課題:
以下のデータから、「mask」という語を含む行をすべて集め、そのまま書き写すこと。

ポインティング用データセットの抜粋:

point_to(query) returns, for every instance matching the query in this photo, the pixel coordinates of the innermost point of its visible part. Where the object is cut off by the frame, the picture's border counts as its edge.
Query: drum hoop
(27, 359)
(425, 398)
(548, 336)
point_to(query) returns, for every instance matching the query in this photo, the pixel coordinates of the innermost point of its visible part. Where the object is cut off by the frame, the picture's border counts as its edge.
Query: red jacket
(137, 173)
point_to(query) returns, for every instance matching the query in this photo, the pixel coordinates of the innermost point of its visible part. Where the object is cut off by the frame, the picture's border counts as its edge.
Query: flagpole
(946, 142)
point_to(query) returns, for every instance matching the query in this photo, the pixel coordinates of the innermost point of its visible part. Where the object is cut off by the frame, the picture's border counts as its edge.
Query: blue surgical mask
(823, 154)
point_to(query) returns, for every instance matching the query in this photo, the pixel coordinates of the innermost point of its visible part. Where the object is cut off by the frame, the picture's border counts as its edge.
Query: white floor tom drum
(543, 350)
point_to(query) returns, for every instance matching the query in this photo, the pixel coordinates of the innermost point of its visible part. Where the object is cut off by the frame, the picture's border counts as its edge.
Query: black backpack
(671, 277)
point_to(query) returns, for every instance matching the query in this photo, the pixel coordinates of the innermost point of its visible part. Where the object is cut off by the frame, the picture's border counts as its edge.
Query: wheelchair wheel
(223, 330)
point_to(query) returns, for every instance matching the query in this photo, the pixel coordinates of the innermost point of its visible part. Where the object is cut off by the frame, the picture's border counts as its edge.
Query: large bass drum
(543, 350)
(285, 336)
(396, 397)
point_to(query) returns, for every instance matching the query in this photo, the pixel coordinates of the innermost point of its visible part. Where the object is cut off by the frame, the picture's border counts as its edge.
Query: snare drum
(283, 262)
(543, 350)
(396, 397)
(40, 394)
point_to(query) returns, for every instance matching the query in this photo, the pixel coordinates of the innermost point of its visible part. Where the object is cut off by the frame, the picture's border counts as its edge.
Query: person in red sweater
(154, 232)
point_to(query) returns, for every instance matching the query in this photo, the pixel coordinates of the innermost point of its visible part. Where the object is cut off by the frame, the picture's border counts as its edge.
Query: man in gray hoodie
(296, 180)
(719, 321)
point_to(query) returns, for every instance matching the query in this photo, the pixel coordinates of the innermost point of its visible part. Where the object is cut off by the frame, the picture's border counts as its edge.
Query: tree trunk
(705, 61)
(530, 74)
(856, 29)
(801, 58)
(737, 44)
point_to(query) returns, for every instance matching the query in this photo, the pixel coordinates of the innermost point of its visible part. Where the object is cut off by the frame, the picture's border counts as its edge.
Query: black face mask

最終結果:
Query: blue surgical mask
Query: black face mask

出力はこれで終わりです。